Task material:
※ ※ ※

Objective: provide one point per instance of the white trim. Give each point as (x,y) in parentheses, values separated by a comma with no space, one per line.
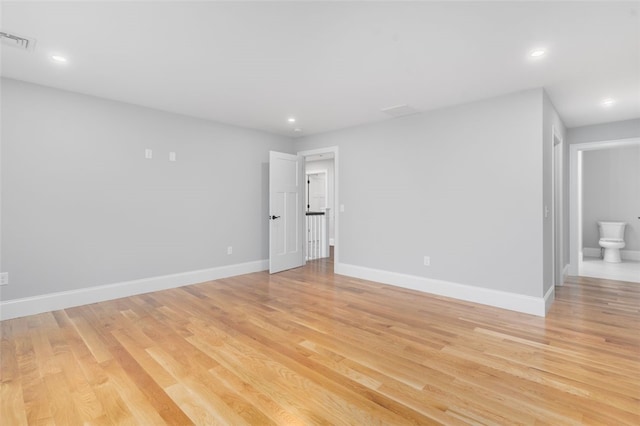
(624,254)
(336,193)
(557,209)
(575,202)
(549,297)
(501,299)
(66,299)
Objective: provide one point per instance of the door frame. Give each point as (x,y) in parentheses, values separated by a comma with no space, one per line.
(575,194)
(325,172)
(336,191)
(557,225)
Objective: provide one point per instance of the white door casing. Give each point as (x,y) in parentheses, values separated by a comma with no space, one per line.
(286,206)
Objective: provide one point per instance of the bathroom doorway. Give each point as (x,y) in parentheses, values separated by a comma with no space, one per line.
(586,208)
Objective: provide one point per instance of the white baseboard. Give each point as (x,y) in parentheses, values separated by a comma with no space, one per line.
(66,299)
(501,299)
(549,297)
(624,254)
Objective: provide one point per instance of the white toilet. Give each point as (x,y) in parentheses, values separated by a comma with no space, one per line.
(612,240)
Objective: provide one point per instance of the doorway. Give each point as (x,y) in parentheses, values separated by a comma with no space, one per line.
(576,198)
(322,166)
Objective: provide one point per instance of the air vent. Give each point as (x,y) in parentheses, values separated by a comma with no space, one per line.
(15,40)
(400,110)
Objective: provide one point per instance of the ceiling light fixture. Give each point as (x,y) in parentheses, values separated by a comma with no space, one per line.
(537,53)
(59,59)
(608,102)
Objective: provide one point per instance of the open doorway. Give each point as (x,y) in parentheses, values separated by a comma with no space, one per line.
(321,201)
(585,255)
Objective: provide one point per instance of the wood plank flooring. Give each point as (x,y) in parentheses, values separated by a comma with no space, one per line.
(305,347)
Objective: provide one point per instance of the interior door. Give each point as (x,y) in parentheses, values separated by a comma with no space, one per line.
(286,204)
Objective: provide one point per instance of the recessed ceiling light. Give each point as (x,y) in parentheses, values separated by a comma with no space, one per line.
(59,59)
(537,53)
(608,102)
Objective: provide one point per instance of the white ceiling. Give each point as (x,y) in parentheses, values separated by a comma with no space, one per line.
(331,64)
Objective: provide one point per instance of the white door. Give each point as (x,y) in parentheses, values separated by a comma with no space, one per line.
(286,204)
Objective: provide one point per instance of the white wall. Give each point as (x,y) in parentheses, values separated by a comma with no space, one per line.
(551,121)
(611,192)
(326,165)
(463,185)
(81,207)
(605,132)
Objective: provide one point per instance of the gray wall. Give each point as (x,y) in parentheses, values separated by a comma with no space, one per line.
(611,192)
(81,206)
(462,185)
(328,165)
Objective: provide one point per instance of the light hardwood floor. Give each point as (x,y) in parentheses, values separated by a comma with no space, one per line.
(307,347)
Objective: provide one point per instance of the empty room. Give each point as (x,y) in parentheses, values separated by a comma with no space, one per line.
(319,212)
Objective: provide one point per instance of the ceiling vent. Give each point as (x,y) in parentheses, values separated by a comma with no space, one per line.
(14,40)
(400,110)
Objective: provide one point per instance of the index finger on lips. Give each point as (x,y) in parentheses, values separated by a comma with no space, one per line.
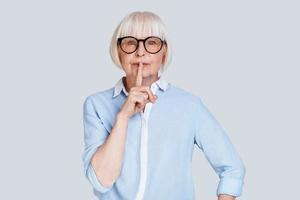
(149,92)
(139,76)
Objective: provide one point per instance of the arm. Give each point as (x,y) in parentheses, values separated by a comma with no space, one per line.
(211,138)
(103,154)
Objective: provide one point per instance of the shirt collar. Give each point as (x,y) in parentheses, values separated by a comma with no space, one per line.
(119,86)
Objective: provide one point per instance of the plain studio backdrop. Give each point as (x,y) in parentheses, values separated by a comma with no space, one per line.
(241,57)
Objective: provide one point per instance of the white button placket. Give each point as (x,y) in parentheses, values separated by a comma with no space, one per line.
(144,147)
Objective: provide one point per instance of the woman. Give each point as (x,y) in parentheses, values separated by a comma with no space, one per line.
(140,134)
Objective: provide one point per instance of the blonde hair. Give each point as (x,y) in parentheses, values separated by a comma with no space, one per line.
(136,23)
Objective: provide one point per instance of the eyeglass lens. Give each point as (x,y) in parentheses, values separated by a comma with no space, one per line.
(152,44)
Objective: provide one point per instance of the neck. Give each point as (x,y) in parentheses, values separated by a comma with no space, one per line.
(129,81)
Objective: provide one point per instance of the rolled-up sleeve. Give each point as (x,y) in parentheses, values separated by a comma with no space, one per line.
(211,138)
(95,135)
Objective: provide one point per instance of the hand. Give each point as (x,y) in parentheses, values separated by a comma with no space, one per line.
(138,96)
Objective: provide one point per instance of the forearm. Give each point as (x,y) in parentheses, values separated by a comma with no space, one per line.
(107,160)
(225,197)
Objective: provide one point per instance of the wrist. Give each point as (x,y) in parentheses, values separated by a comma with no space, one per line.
(121,116)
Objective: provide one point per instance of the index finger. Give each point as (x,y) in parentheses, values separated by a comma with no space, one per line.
(139,76)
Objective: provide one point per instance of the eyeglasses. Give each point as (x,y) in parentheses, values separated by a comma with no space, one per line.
(130,44)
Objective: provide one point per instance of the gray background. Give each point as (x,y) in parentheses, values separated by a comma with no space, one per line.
(241,57)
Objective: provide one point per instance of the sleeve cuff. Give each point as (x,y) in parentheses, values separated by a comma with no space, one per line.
(230,186)
(94,181)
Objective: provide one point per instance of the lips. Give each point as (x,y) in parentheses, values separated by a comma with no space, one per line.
(136,63)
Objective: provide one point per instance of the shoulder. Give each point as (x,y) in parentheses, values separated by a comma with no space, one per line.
(98,98)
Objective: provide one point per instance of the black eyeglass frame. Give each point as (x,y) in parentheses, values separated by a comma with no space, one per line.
(119,40)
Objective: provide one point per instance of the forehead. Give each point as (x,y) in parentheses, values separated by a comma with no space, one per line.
(141,30)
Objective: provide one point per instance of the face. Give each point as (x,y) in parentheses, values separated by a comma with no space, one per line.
(151,62)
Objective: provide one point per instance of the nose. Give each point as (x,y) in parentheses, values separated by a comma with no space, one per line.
(141,49)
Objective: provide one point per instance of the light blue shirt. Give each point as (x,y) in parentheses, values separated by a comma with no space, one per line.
(157,162)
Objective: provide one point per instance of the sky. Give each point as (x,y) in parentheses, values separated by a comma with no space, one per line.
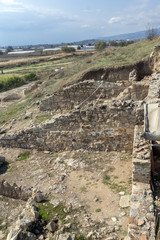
(24,22)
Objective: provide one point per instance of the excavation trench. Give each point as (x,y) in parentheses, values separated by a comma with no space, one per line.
(155,181)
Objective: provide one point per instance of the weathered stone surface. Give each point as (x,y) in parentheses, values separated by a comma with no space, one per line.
(2,160)
(124,201)
(97,128)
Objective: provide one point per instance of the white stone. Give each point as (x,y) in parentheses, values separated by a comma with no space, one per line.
(124,201)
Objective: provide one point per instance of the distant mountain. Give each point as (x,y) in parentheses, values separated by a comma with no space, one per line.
(132,36)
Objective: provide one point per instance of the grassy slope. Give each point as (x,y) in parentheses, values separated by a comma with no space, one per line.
(83,63)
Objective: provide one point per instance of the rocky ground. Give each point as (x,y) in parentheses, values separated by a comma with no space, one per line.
(88,184)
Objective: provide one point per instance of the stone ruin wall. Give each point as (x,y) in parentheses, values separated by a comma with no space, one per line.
(100,84)
(108,127)
(82,93)
(142,217)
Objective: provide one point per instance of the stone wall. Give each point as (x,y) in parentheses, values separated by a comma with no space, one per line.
(114,74)
(142,218)
(107,127)
(82,93)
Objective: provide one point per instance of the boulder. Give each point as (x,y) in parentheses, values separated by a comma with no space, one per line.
(124,201)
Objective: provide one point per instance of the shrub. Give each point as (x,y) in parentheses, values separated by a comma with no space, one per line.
(67,49)
(30,77)
(100,45)
(16,81)
(151,33)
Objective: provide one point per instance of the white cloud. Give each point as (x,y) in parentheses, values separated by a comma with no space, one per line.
(85,26)
(114,20)
(10,2)
(11,10)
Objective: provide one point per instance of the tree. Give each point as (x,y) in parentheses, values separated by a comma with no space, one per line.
(151,33)
(68,49)
(100,45)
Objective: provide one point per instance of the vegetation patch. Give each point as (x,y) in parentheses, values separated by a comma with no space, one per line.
(98,210)
(82,237)
(12,111)
(47,211)
(13,81)
(24,156)
(43,118)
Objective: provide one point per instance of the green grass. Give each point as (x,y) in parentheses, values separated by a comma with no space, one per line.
(47,211)
(24,156)
(83,189)
(11,81)
(13,110)
(98,210)
(109,180)
(43,118)
(82,237)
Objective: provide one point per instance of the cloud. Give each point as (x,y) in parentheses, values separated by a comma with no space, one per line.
(85,26)
(11,10)
(10,2)
(114,20)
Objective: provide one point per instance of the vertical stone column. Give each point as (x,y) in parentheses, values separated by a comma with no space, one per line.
(142,219)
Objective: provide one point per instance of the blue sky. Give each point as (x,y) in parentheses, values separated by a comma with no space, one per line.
(54,21)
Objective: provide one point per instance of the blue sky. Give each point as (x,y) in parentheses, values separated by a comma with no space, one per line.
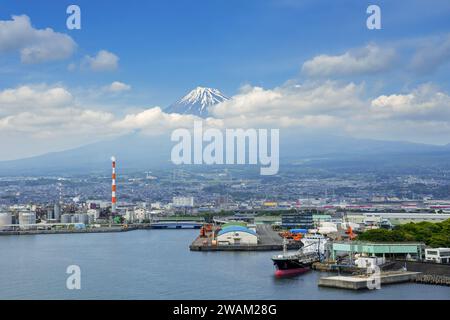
(166,48)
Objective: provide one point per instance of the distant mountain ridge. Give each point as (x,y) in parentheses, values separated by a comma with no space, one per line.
(197,102)
(138,152)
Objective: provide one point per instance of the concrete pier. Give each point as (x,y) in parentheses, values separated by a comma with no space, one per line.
(268,240)
(360,282)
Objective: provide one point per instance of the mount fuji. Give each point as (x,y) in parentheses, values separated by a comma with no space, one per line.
(197,102)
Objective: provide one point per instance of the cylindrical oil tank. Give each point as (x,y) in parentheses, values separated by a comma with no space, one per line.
(65,218)
(26,218)
(5,219)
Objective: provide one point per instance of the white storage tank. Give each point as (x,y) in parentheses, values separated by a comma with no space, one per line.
(27,218)
(65,218)
(5,219)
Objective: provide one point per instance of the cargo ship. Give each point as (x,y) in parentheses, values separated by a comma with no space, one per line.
(300,262)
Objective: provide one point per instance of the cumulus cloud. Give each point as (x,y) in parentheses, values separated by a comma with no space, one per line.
(48,118)
(102,61)
(310,104)
(424,103)
(34,114)
(370,59)
(431,55)
(117,86)
(34,45)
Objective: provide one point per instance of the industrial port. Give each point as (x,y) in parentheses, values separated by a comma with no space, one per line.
(288,229)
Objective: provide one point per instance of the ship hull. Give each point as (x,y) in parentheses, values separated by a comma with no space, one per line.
(289,267)
(290,272)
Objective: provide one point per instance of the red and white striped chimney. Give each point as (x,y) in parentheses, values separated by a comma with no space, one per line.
(113,187)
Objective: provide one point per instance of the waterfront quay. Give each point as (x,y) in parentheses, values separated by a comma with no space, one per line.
(359,282)
(268,240)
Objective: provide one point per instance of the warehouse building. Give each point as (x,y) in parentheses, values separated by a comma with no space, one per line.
(237,235)
(407,250)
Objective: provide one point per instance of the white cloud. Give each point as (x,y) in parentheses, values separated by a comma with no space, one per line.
(431,54)
(102,61)
(310,104)
(51,118)
(117,86)
(423,103)
(34,45)
(370,59)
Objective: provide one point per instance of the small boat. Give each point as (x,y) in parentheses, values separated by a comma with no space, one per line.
(300,261)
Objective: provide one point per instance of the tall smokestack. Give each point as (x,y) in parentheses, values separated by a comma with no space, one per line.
(113,187)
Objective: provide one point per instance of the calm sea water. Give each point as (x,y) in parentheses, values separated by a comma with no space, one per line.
(157,264)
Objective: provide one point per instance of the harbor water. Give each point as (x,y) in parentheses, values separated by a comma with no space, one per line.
(157,264)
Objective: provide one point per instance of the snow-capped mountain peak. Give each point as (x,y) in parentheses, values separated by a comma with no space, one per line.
(197,102)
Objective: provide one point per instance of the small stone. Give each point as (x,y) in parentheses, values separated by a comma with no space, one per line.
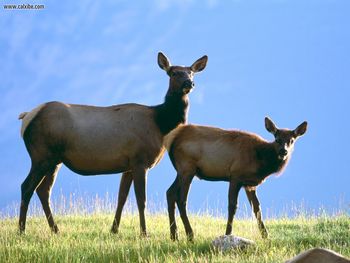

※ ※ ※

Please recast the stretch of lines from the one containing "Objective: provide one point per instance of the small boat." through the last line as a JSON list of strings, with one string per line and no blank lines. Leave the pictures out of the answer.

Correct response:
[
  "Objective: provide one point per instance of the small boat. Give each point as (x,y) in parentheses, values separated by a comma with no space, one per line.",
  "(300,261)",
  "Objective: provide one point per instance of the tall smokestack. Give each point as (x,y) in parentheses, values separated by a comma with no space, one per line.",
  "(113,187)",
  "Objective: provide one point per instance of the calm sea water. Give each point as (x,y) in parentheses, values separated by a comma with no space, one per line.",
  "(157,264)",
  "Objective: provide one point per instance of the harbor water. Give each point as (x,y) in parentheses, values separated by a comma with no space, one per line.",
  "(157,264)",
  "Objective: provide one point per instance of the snow-capped mountain peak. Give each point as (x,y) in parentheses, values separated by a comma with no space, one per line.",
  "(197,102)",
  "Objective: provide one point per instance of the small stone. Give each point as (x,y) in parentheses, values separated by a comma with no space, one per line."
]